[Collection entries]
»»
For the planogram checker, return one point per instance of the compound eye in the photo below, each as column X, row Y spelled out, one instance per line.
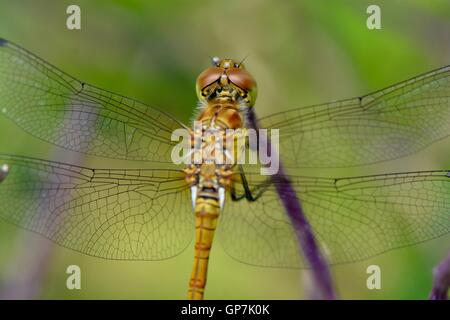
column 242, row 79
column 208, row 77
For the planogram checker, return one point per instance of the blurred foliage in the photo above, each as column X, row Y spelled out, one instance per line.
column 300, row 52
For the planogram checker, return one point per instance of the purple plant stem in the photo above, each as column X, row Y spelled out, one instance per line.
column 305, row 236
column 3, row 173
column 441, row 280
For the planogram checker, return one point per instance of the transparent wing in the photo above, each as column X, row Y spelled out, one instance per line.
column 41, row 99
column 114, row 214
column 352, row 218
column 387, row 124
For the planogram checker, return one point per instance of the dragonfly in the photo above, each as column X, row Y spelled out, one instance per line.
column 156, row 211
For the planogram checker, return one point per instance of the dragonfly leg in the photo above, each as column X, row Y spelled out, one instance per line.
column 249, row 194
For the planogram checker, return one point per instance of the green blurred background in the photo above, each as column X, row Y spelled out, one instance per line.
column 300, row 52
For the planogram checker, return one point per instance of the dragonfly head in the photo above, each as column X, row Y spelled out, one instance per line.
column 226, row 77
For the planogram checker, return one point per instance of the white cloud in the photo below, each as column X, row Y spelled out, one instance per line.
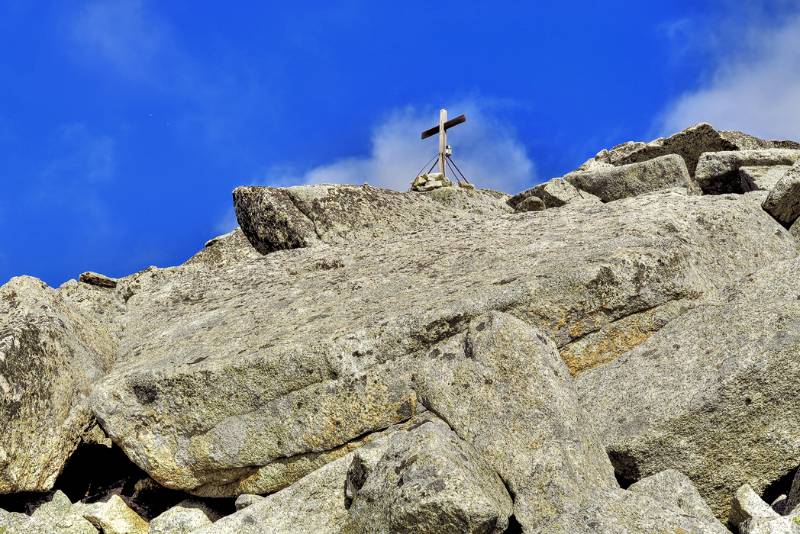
column 485, row 148
column 755, row 86
column 123, row 34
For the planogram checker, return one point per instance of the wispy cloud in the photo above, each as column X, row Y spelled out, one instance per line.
column 754, row 85
column 77, row 177
column 124, row 34
column 485, row 148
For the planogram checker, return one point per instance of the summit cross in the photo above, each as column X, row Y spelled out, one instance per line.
column 441, row 129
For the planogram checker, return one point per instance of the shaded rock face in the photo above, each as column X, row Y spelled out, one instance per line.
column 430, row 481
column 442, row 361
column 751, row 515
column 762, row 178
column 719, row 172
column 335, row 328
column 225, row 250
column 712, row 393
column 50, row 353
column 634, row 179
column 689, row 144
column 315, row 503
column 553, row 194
column 783, row 201
column 278, row 219
column 549, row 458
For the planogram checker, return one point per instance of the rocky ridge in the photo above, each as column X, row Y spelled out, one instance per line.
column 611, row 351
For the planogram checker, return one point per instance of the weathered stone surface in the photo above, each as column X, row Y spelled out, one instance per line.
column 50, row 353
column 295, row 217
column 744, row 141
column 335, row 329
column 225, row 250
column 761, row 178
column 793, row 498
column 246, row 499
column 626, row 512
column 689, row 144
column 530, row 203
column 554, row 193
column 113, row 517
column 480, row 201
column 633, row 179
column 430, row 182
column 312, row 505
column 58, row 516
column 179, row 520
column 718, row 172
column 783, row 201
column 527, row 425
column 99, row 280
column 673, row 489
column 750, row 515
column 430, row 481
column 712, row 394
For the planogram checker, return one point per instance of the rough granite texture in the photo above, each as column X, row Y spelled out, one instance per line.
column 712, row 393
column 634, row 179
column 761, row 178
column 553, row 193
column 718, row 172
column 751, row 515
column 332, row 325
column 430, row 481
column 689, row 144
column 50, row 353
column 549, row 456
column 783, row 201
column 295, row 217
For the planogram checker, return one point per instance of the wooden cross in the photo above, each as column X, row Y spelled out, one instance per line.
column 444, row 125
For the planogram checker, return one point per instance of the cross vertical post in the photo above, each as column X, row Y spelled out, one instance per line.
column 442, row 141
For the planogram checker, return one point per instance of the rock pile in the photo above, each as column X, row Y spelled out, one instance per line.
column 614, row 351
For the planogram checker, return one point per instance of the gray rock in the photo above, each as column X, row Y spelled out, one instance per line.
column 779, row 504
column 312, row 505
column 712, row 393
column 528, row 426
column 430, row 481
column 99, row 280
column 744, row 141
column 689, row 144
column 113, row 516
column 531, row 203
column 674, row 489
column 793, row 498
column 554, row 193
column 761, row 178
column 750, row 515
column 58, row 516
column 225, row 250
column 718, row 172
column 336, row 328
column 625, row 512
column 783, row 201
column 633, row 179
column 50, row 353
column 179, row 520
column 247, row 499
column 478, row 201
column 295, row 217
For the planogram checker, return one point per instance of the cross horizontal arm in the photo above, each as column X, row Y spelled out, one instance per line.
column 449, row 124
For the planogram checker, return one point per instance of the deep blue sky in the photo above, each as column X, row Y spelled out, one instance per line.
column 124, row 125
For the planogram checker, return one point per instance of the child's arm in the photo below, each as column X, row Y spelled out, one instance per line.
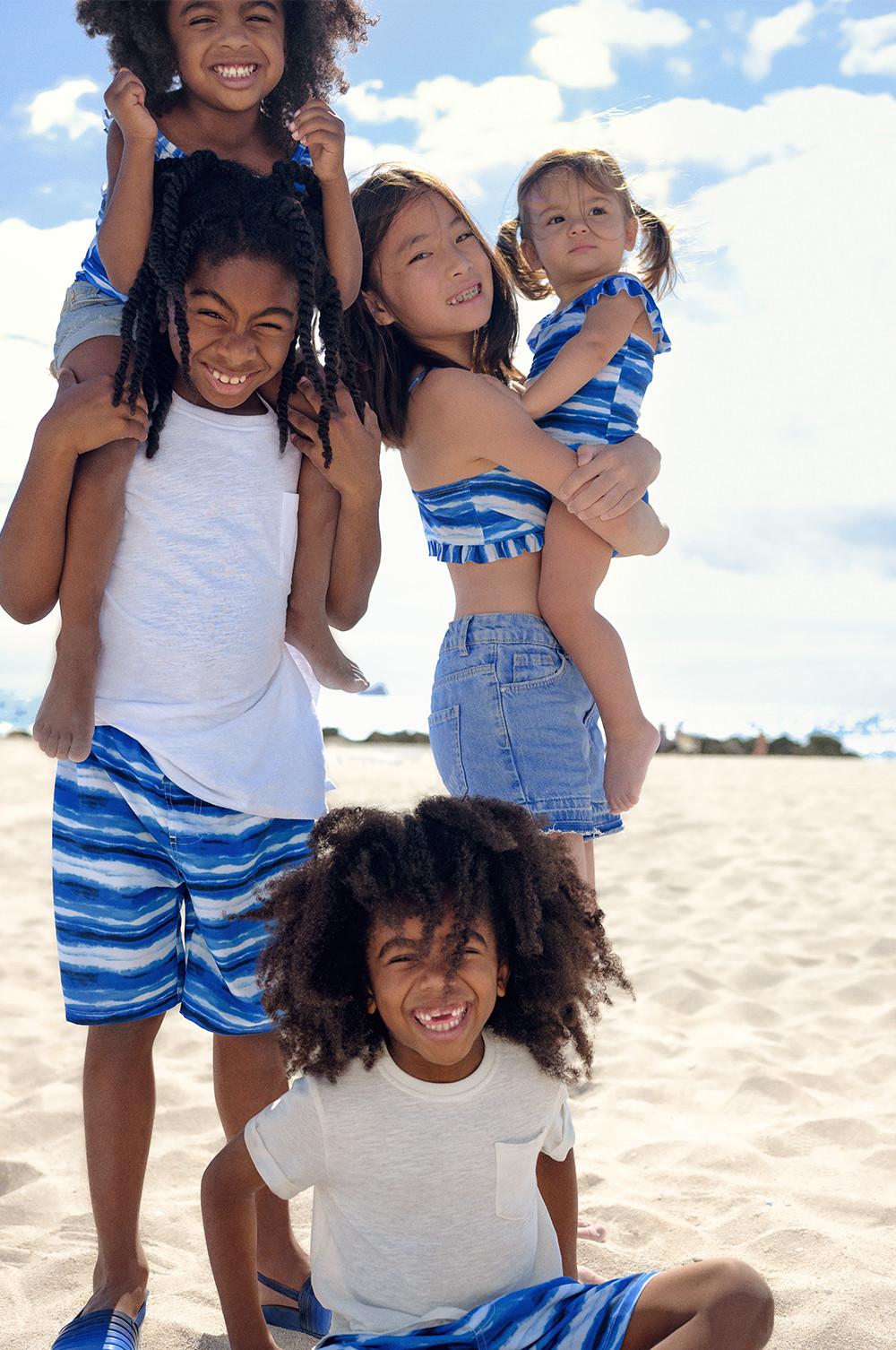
column 130, row 160
column 560, row 1194
column 324, row 134
column 605, row 328
column 32, row 538
column 355, row 475
column 228, row 1214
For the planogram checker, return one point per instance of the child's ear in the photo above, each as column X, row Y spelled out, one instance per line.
column 378, row 311
column 530, row 254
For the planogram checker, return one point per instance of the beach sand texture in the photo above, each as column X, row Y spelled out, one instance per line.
column 743, row 1106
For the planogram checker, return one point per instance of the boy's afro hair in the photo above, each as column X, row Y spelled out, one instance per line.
column 459, row 858
column 314, row 30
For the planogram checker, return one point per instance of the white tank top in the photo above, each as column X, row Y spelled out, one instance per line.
column 194, row 664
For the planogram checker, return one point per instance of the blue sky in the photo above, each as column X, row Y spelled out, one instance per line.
column 764, row 133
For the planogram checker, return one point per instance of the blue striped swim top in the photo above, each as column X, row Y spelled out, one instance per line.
column 482, row 519
column 92, row 266
column 606, row 410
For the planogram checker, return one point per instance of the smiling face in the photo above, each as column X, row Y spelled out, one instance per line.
column 229, row 53
column 576, row 231
column 240, row 317
column 434, row 1019
column 434, row 277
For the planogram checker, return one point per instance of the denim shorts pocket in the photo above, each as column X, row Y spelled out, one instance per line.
column 536, row 667
column 516, row 1177
column 444, row 741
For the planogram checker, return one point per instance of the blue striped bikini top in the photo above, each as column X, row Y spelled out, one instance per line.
column 606, row 410
column 482, row 519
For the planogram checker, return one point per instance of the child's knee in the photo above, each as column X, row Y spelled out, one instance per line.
column 740, row 1295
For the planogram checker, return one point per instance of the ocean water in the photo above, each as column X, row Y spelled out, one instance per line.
column 357, row 715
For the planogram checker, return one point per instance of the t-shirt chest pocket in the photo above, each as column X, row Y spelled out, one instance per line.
column 516, row 1176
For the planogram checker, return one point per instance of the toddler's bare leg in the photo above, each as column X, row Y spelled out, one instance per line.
column 64, row 725
column 306, row 627
column 573, row 566
column 640, row 532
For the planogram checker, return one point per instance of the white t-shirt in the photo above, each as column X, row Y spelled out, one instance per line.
column 194, row 664
column 426, row 1197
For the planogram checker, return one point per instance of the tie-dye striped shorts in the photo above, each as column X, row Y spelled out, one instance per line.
column 155, row 893
column 547, row 1317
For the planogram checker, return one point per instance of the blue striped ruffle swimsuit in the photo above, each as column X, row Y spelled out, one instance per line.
column 606, row 410
column 92, row 269
column 482, row 519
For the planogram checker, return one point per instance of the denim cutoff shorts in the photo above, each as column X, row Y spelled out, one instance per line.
column 87, row 312
column 513, row 718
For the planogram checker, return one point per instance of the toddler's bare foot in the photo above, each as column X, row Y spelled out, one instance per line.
column 65, row 723
column 629, row 757
column 316, row 643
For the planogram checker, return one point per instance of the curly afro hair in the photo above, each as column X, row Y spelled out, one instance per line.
column 314, row 30
column 213, row 208
column 459, row 858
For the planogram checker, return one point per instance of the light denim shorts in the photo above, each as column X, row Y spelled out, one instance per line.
column 513, row 718
column 87, row 312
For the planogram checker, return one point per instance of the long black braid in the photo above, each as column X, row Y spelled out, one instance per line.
column 212, row 208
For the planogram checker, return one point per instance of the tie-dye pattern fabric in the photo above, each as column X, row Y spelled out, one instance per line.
column 480, row 519
column 606, row 410
column 155, row 893
column 92, row 266
column 559, row 1315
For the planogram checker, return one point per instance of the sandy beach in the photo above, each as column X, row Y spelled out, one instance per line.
column 743, row 1106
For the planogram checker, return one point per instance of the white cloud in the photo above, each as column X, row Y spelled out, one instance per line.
column 57, row 109
column 871, row 46
column 772, row 34
column 581, row 39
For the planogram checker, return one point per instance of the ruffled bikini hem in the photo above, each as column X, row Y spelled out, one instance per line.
column 530, row 543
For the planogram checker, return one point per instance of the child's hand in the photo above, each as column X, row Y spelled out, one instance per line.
column 320, row 130
column 355, row 445
column 82, row 418
column 125, row 100
column 610, row 480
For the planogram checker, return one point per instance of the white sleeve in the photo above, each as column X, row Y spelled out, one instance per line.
column 287, row 1141
column 560, row 1136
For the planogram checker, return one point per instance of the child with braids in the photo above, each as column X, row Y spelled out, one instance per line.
column 592, row 363
column 224, row 76
column 207, row 766
column 435, row 978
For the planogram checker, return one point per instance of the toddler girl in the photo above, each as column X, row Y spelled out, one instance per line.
column 435, row 978
column 592, row 363
column 224, row 76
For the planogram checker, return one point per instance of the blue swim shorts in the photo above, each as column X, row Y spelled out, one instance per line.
column 557, row 1314
column 155, row 893
column 513, row 718
column 87, row 312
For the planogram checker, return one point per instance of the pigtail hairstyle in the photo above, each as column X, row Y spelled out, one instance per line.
column 386, row 355
column 450, row 858
column 211, row 208
column 530, row 281
column 599, row 169
column 316, row 32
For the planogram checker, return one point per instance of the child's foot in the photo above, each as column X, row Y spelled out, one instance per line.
column 626, row 765
column 65, row 723
column 332, row 669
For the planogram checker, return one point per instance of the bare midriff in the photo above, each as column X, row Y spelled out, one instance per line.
column 506, row 586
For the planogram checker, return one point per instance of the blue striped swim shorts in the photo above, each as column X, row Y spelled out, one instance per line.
column 547, row 1317
column 155, row 893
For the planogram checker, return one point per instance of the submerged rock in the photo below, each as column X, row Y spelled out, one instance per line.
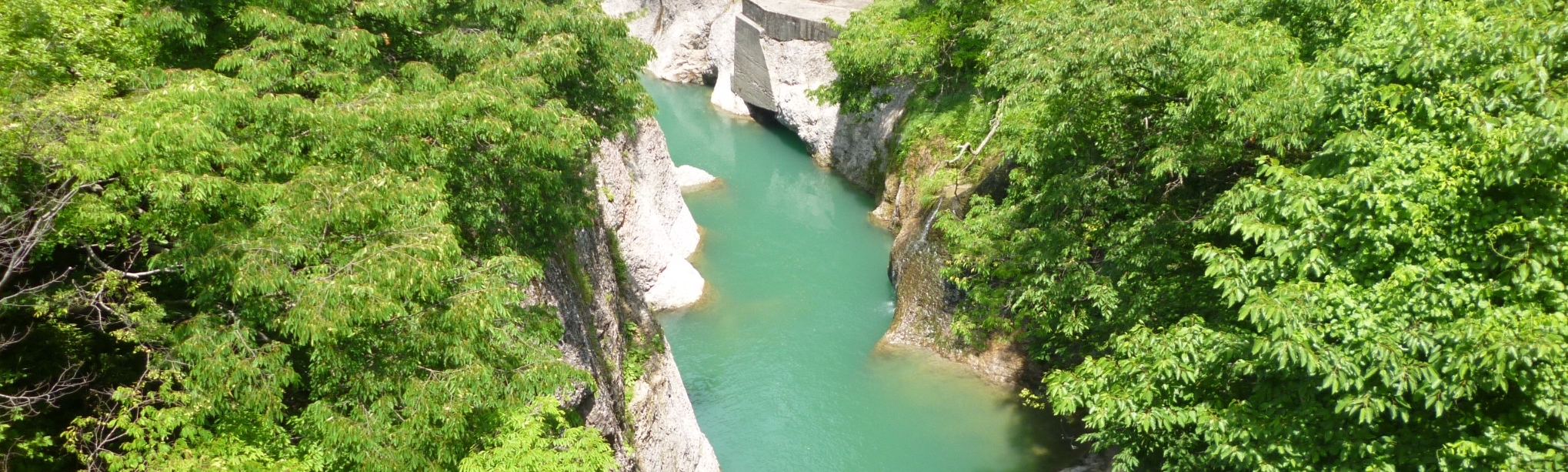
column 676, row 287
column 692, row 178
column 607, row 308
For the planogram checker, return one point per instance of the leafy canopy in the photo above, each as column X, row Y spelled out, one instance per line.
column 1270, row 236
column 302, row 240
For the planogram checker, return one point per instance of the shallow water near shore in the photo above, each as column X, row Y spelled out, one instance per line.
column 781, row 357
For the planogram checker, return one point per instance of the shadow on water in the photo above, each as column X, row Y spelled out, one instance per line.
column 781, row 361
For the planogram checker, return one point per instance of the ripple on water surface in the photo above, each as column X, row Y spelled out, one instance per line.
column 781, row 361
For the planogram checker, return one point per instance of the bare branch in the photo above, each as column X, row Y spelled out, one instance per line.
column 49, row 393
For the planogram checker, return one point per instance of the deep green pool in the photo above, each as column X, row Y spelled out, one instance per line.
column 779, row 360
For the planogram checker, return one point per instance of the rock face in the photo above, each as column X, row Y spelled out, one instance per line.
column 678, row 30
column 924, row 314
column 775, row 55
column 609, row 325
column 640, row 199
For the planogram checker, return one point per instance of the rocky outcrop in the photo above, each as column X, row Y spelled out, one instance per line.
column 690, row 178
column 640, row 199
column 678, row 30
column 926, row 300
column 598, row 290
column 667, row 432
column 775, row 55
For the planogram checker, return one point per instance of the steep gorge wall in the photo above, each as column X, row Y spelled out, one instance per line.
column 601, row 289
column 766, row 57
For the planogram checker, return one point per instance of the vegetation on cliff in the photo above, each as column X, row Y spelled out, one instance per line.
column 1259, row 234
column 294, row 236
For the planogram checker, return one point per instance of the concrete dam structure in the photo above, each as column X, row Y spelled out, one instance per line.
column 778, row 21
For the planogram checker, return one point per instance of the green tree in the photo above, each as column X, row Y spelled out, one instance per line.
column 1267, row 236
column 305, row 243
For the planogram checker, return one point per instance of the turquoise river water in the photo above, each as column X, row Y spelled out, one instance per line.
column 781, row 357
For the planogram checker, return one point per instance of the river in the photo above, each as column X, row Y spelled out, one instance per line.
column 781, row 357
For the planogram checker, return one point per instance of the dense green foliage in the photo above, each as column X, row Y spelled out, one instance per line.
column 1263, row 234
column 295, row 234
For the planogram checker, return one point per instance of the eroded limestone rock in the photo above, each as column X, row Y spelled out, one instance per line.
column 690, row 178
column 642, row 204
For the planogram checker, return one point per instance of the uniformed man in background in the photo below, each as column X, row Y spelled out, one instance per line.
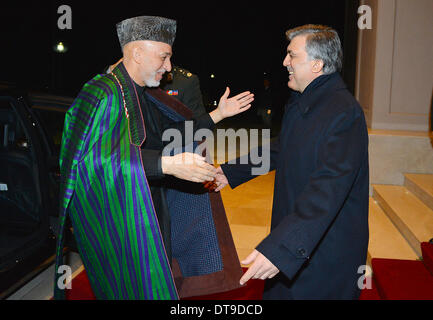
column 185, row 87
column 182, row 85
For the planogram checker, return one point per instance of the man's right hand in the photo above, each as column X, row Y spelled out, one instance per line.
column 188, row 166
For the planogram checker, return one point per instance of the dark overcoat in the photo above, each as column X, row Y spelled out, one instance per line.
column 319, row 230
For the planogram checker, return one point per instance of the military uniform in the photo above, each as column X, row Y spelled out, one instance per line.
column 184, row 86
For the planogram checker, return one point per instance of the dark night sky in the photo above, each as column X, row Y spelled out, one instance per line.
column 237, row 41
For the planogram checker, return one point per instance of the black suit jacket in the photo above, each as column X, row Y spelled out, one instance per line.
column 319, row 230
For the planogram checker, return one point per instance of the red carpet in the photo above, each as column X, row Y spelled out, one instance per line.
column 393, row 280
column 253, row 290
column 402, row 279
column 427, row 255
column 370, row 294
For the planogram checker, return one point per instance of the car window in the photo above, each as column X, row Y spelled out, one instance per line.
column 52, row 119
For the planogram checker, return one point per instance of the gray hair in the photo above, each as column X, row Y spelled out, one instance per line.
column 322, row 43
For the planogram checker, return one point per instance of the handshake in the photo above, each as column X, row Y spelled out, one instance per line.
column 193, row 167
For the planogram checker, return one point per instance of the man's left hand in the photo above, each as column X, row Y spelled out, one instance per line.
column 229, row 107
column 261, row 268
««
● STATED EXERCISE:
Give the records again from the line with "blue striped bikini" to the line with "column 516, row 1176", both included, swapping "ocean water" for "sea water" and keeping everything else unchanged.

● ANSWER BELOW:
For the planogram checker, return one point per instance of the blue striped bikini top in the photo above, each as column X, row Y spelled out, one instance per line.
column 606, row 410
column 482, row 519
For the planogram checker, return one point per instance of the child's knee in the photo above, each as column X, row Y spelled out, one instance per line.
column 740, row 1295
For the planogram checker, return one point per instance of the sea water in the photo above, each as column X, row Y spelled out, one instance per line.
column 357, row 715
For the planogram checker, return one point per instance of the t-shirt chest pocket in the photo above, each as column X, row Y spelled out, one instance per line.
column 516, row 1176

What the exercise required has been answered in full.